Galileo sells business and other assets
Galileo Corp. (Sturbridge, MA) has sold its scientific detector products business to Burle Industries (Lancaster, PA). The business specializes in components for scientific and analytical instrumentation, such as microchannel plates and microchannel-plate-based detectors, detectors for mass spectrometers, and other detectors, as well as flexible fiberoptic light guides. Burle, which makes photomultiplier tubes and silicon detectors, will not relocate the business. Galileo has also sold certain unnamed manufacturing assets to IPG Photonics Corp. (Burbach, Germany), a supplier of lasers and optical amplifiers. Galileo has used the $8.5 million it received from these transactions to pay off debts, reducing its outstanding balance to less than $6 million. Gerhard Andlinger, currently chairman, was named president and CEO.
NASA accepts Lockheed Martin infrared instrument
The Atmospheric Infrared Sounder (AIRS), built by Lockheed Martin IR Imaging Systems (Lexington, MA), has been accepted by the NASA Jet Propulsion Laboratory (Pasadena, CA) for delivery. To be flown on the Earth Absorbing System satellite, the AIRS will measure the Earth's atmospheric temperature to within one kelvin per kilometer of altitude by continuously measuring more than 2000 separate spectral bands in the 3.74-15.4-µm wavelength range. The resulting data will be used to extend long-range weather-forecasting abilities from five to ten days.

**Dataset entries:**
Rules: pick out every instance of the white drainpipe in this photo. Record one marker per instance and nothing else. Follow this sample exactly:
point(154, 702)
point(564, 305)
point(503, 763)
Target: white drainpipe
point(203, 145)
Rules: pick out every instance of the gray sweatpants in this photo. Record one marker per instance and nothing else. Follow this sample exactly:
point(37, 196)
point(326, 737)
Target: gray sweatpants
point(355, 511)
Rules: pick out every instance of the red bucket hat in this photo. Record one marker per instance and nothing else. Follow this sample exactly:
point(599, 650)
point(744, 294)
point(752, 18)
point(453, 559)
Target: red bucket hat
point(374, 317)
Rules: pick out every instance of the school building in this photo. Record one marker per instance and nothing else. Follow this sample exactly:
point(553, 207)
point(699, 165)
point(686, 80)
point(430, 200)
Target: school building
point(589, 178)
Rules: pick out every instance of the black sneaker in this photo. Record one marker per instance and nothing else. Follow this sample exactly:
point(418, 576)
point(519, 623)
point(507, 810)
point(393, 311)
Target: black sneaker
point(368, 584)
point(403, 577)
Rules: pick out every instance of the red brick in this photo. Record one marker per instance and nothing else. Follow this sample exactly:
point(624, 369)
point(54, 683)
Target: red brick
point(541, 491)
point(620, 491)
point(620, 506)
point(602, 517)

**Task to carry out:**
Answer from the news briefs:
1. Which company bought Galileo's scientific detector products business?
2. How much money did Galileo receive from its asset sales?
3. What wavelength range will the Atmospheric Infrared Sounder cover?

**Solution for this task:**
1. Burle Industries (Lancaster, PA)
2. $8.5 million
3. 3.74-15.4 µm